● **SELECTED EXCERPT**:
********************
My grandma treats me like I'm 4. But I'm 14. She uses a baby voice around me, and it's really annoying. I'm afraid to say anything because she gets offended very easily. What's a good way to tell her?

Not A Little Kid Anymore

Dear Not a Little Kid Anymore,

Rather than criticizing or complaining, surprise her by being adult-like. Talk to her about a novel or poem or artist you like. Ask her about her childhood or how she met your grandfather or what she liked when she was a teen and whether she keeps in touch with any school friends. Talk about history or politics. Give her a computer lesson, or suggest that you two visit a museum together. If she doesn't change her ways, can you talk to a parent or aunt about the problem? Ask him or her to let your grandmother know how much you're growing up.

Dear Carol,

When I wear shorts, I get really self-conscious about my thighs. They're big and, near the end of the school year, I put my binders over them so no one can see. I don't like going to the pool either.

Self-Conscious

Dear Self-Conscious,

Eyes off your thighs. Really. Do your best not to become one of the millions of girls who obsess about weight and body type. It's such a brain drain. The goal is not to be thin--it's to be healthy and fit.

Dear Carol,

Our big end-of-the-school-year talent show is coming up. I signed up, but I might chicken out. What should I tell myself so I don't go onstage and puke?

Stagefright

Dear Stagefright,

I remember how sc-sc-sc-scared I was as a guest on The Today Show. But instead of thinking, "What if I mess up?" I kept telling myself, "How cool is this? I worked hard for this opportunity!" So that is my advice. Look at your moment in the spotlight as a wonderful, well-earned honor, not a reason to barf. Turn your natural nervousness into healthy excitement. It feels good to share your talents with people. Keep practicing, then get out there and shine. Imagine how great it will feel when you take your bow.
********************
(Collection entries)

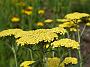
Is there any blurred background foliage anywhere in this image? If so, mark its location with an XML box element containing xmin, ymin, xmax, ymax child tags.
<box><xmin>0</xmin><ymin>0</ymin><xmax>90</xmax><ymax>67</ymax></box>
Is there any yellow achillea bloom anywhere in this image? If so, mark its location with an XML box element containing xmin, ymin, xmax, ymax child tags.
<box><xmin>11</xmin><ymin>16</ymin><xmax>20</xmax><ymax>22</ymax></box>
<box><xmin>65</xmin><ymin>12</ymin><xmax>90</xmax><ymax>20</ymax></box>
<box><xmin>51</xmin><ymin>38</ymin><xmax>80</xmax><ymax>49</ymax></box>
<box><xmin>51</xmin><ymin>27</ymin><xmax>67</xmax><ymax>35</ymax></box>
<box><xmin>37</xmin><ymin>22</ymin><xmax>44</xmax><ymax>26</ymax></box>
<box><xmin>38</xmin><ymin>9</ymin><xmax>45</xmax><ymax>14</ymax></box>
<box><xmin>44</xmin><ymin>19</ymin><xmax>53</xmax><ymax>23</ymax></box>
<box><xmin>48</xmin><ymin>57</ymin><xmax>63</xmax><ymax>67</ymax></box>
<box><xmin>63</xmin><ymin>57</ymin><xmax>78</xmax><ymax>65</ymax></box>
<box><xmin>20</xmin><ymin>61</ymin><xmax>35</xmax><ymax>67</ymax></box>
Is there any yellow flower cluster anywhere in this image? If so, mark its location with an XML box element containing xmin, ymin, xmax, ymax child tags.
<box><xmin>0</xmin><ymin>27</ymin><xmax>67</xmax><ymax>46</ymax></box>
<box><xmin>20</xmin><ymin>61</ymin><xmax>35</xmax><ymax>67</ymax></box>
<box><xmin>48</xmin><ymin>57</ymin><xmax>60</xmax><ymax>67</ymax></box>
<box><xmin>37</xmin><ymin>22</ymin><xmax>44</xmax><ymax>26</ymax></box>
<box><xmin>22</xmin><ymin>6</ymin><xmax>33</xmax><ymax>15</ymax></box>
<box><xmin>51</xmin><ymin>38</ymin><xmax>80</xmax><ymax>49</ymax></box>
<box><xmin>65</xmin><ymin>12</ymin><xmax>90</xmax><ymax>20</ymax></box>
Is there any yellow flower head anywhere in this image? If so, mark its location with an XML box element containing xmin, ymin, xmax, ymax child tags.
<box><xmin>11</xmin><ymin>16</ymin><xmax>20</xmax><ymax>22</ymax></box>
<box><xmin>51</xmin><ymin>27</ymin><xmax>67</xmax><ymax>35</ymax></box>
<box><xmin>51</xmin><ymin>38</ymin><xmax>80</xmax><ymax>49</ymax></box>
<box><xmin>44</xmin><ymin>19</ymin><xmax>53</xmax><ymax>23</ymax></box>
<box><xmin>20</xmin><ymin>61</ymin><xmax>35</xmax><ymax>67</ymax></box>
<box><xmin>38</xmin><ymin>10</ymin><xmax>45</xmax><ymax>14</ymax></box>
<box><xmin>37</xmin><ymin>22</ymin><xmax>44</xmax><ymax>26</ymax></box>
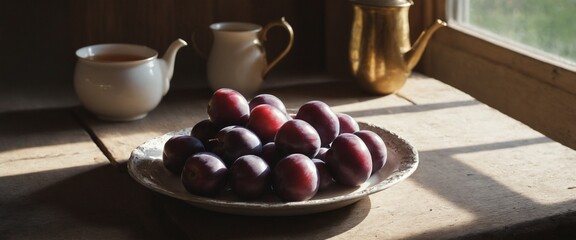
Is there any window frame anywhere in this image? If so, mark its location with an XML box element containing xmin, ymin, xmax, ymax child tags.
<box><xmin>415</xmin><ymin>0</ymin><xmax>576</xmax><ymax>149</ymax></box>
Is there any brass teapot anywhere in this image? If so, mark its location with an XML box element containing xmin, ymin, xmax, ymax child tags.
<box><xmin>349</xmin><ymin>0</ymin><xmax>446</xmax><ymax>94</ymax></box>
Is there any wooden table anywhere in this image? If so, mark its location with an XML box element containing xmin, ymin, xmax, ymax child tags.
<box><xmin>0</xmin><ymin>75</ymin><xmax>576</xmax><ymax>239</ymax></box>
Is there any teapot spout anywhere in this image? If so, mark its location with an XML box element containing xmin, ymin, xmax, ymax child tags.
<box><xmin>162</xmin><ymin>39</ymin><xmax>188</xmax><ymax>94</ymax></box>
<box><xmin>404</xmin><ymin>19</ymin><xmax>447</xmax><ymax>70</ymax></box>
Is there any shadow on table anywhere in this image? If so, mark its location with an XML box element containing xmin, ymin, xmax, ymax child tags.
<box><xmin>164</xmin><ymin>194</ymin><xmax>371</xmax><ymax>239</ymax></box>
<box><xmin>0</xmin><ymin>164</ymin><xmax>182</xmax><ymax>239</ymax></box>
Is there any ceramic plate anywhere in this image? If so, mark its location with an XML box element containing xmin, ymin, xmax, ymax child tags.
<box><xmin>128</xmin><ymin>123</ymin><xmax>418</xmax><ymax>216</ymax></box>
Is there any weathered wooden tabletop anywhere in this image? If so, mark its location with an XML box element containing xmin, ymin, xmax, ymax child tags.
<box><xmin>0</xmin><ymin>75</ymin><xmax>576</xmax><ymax>239</ymax></box>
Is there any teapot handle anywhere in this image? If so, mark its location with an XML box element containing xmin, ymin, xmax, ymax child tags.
<box><xmin>260</xmin><ymin>17</ymin><xmax>294</xmax><ymax>76</ymax></box>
********************
● **PROBLEM REQUIREMENTS**:
Do the following statements agree with the advice column? Answer each with yes or no, and quote the exact words from the column that decide it.
1. The letter signed "Not A Little Kid Anymore" says its writer is 14.
2. The reply to Self-Conscious says the goal is to be thin.
3. The columnist was once a guest on The Today Show.

● **RESULT FOR THIS EXERCISE**:
1. Yes: "But I'm 14."
2. No: "The goal is not to be thin--it's to be healthy and fit."
3. Yes: "I remember how sc-sc-sc-scared I was as a guest on The Today Show."